Photo-based referring expression data:
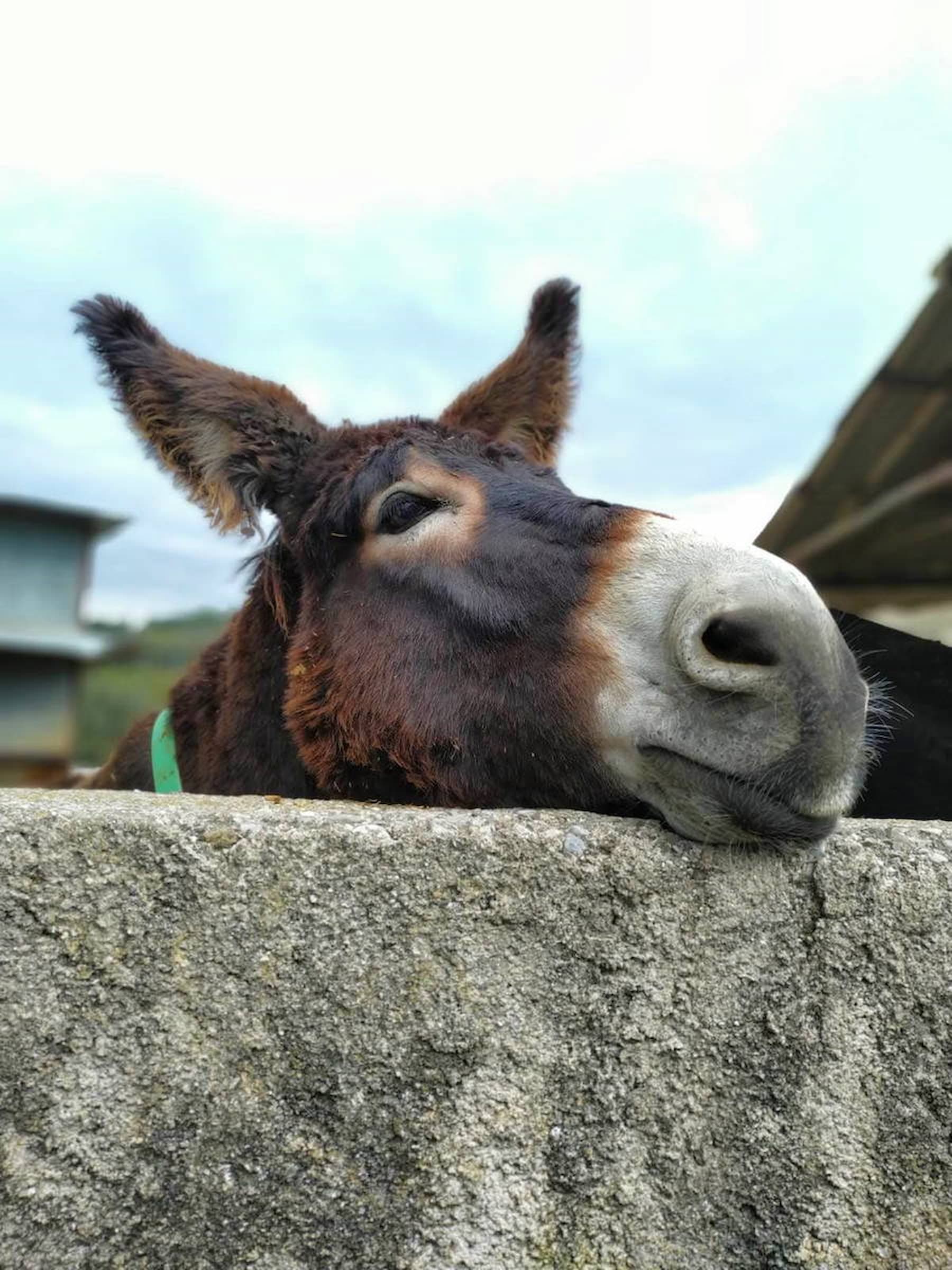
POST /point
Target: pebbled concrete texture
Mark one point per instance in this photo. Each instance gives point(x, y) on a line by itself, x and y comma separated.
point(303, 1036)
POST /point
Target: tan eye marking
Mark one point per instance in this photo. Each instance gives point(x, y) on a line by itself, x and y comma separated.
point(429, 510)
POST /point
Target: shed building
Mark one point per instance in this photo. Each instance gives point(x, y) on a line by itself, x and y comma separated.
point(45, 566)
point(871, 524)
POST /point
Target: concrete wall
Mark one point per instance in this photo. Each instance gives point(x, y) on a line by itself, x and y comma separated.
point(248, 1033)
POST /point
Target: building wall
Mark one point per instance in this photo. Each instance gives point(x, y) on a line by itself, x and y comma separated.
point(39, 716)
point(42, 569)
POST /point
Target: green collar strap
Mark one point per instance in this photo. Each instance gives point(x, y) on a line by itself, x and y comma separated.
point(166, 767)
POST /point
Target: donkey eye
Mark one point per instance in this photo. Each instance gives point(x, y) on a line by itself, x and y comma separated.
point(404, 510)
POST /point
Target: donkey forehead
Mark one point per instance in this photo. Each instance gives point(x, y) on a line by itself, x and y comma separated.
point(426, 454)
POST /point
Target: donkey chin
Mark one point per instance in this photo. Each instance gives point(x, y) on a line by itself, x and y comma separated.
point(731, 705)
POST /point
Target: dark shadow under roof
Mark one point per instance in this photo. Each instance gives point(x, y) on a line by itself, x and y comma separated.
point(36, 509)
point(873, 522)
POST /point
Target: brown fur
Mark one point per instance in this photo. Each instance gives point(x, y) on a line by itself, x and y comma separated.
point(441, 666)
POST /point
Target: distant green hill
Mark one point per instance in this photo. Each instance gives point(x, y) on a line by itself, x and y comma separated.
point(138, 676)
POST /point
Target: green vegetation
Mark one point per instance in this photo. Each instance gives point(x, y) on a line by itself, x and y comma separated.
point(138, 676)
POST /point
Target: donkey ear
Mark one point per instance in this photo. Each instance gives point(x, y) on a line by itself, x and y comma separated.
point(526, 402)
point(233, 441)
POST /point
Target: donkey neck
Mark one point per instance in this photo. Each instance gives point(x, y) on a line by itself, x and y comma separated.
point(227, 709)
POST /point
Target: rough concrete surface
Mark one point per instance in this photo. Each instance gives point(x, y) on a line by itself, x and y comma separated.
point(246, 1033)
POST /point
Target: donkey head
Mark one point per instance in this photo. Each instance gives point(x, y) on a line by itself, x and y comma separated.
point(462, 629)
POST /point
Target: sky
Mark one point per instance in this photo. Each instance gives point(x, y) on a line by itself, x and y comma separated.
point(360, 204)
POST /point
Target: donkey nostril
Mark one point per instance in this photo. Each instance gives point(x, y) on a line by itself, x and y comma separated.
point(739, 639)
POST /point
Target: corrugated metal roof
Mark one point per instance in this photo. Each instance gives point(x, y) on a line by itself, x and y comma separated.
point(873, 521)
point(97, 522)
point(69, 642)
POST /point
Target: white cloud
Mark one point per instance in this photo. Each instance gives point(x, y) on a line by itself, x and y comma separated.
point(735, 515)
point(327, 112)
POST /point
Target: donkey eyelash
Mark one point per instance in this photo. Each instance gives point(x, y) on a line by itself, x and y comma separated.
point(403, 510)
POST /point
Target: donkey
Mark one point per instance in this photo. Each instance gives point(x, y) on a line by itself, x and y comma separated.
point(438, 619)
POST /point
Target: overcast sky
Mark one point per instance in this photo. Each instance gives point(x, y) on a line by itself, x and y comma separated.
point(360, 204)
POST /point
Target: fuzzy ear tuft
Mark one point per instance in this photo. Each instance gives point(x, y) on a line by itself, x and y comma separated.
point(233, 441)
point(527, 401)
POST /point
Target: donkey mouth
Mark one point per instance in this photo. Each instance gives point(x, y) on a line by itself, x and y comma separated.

Required work → In the entries above, find each line that includes the string "wall" and copy it.

Exercise solution →
Target: concrete wall
Target: building wall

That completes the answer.